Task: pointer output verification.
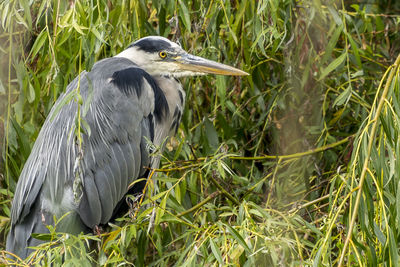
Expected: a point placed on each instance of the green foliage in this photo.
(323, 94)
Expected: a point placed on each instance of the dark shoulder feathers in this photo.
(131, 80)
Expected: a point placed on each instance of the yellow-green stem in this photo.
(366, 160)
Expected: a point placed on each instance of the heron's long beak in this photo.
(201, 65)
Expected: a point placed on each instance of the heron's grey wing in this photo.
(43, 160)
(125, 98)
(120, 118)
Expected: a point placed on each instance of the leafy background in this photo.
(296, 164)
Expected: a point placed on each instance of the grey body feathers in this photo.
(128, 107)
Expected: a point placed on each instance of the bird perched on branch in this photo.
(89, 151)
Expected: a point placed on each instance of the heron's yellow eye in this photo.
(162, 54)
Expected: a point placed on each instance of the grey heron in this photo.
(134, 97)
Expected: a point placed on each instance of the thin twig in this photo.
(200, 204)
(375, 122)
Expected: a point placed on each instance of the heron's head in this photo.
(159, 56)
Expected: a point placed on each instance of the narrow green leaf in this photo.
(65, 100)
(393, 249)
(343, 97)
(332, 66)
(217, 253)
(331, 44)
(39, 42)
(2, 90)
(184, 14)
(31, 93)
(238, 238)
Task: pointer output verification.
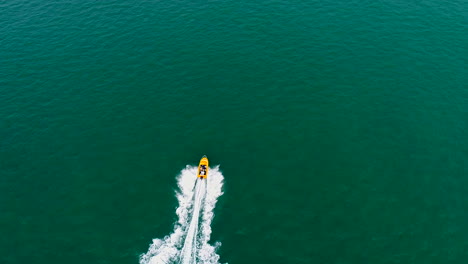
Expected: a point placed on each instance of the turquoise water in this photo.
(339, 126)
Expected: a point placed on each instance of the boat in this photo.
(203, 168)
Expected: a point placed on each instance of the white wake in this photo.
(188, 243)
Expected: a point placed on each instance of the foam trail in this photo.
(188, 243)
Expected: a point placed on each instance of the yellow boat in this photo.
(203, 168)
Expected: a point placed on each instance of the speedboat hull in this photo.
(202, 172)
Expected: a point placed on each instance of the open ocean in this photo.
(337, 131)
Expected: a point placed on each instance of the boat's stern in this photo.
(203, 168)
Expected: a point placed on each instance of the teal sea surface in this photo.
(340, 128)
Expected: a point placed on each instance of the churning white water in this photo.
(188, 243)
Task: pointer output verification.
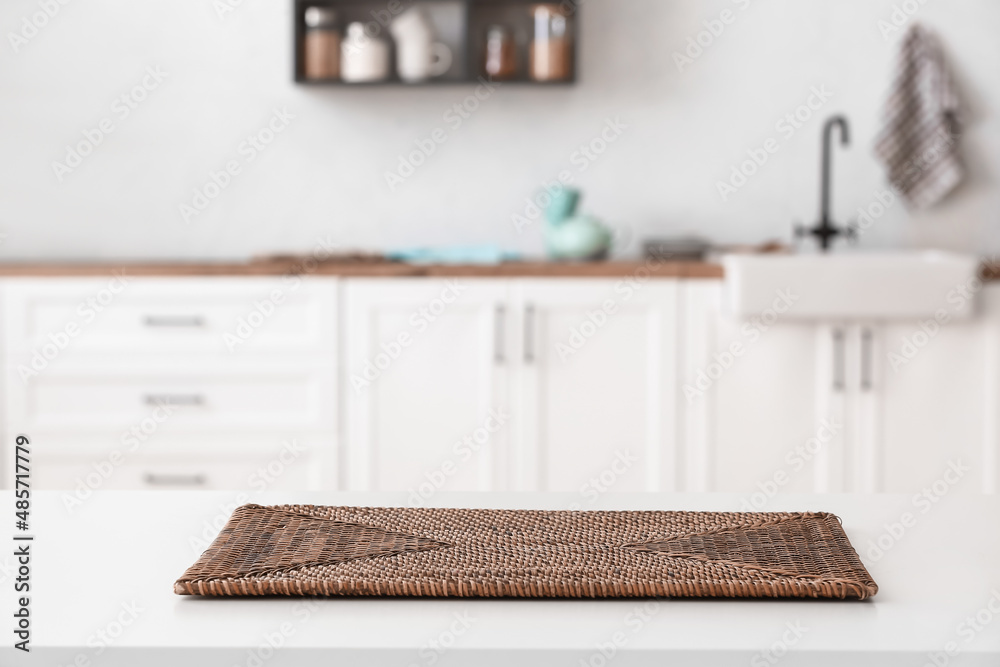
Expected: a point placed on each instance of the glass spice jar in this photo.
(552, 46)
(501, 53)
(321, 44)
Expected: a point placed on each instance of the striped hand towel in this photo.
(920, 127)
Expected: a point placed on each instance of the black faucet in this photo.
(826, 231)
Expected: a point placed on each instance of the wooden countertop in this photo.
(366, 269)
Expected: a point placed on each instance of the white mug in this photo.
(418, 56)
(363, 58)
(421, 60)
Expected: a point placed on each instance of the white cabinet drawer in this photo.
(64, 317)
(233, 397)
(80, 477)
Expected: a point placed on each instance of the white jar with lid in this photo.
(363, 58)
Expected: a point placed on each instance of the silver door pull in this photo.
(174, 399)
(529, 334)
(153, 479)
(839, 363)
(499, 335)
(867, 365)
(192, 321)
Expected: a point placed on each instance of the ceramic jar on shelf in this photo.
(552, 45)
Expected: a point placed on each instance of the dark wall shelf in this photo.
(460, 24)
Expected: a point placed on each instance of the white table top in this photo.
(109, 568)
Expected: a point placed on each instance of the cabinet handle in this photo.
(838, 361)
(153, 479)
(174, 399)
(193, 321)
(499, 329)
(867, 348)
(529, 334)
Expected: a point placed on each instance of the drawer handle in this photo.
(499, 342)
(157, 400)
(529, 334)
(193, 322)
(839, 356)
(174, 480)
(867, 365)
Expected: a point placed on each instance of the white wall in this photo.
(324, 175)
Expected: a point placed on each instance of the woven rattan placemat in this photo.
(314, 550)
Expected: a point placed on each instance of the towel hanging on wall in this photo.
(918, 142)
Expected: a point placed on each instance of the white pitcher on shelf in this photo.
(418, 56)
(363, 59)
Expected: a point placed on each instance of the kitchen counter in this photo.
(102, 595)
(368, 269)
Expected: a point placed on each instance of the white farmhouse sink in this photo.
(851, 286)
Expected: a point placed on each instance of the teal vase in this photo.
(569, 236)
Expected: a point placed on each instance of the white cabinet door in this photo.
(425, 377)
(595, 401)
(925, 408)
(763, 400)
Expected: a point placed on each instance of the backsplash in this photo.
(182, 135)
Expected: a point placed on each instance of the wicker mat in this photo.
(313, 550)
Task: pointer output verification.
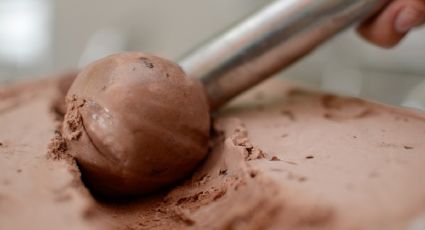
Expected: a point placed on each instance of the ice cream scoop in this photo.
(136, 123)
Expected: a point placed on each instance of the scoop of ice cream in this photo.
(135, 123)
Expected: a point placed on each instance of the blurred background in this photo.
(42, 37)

* [Task to complete] Give again the lines from the line holding "Expected: a point placed on each instance of the scoop" through the close of the listing, both included, exactly as written and with nothing else.

* [Your response]
Expected: a point placed on each instance of the scoop of ice cream in this photo.
(135, 123)
Expected: a point placed on each instance of the blurred background in this photo.
(42, 37)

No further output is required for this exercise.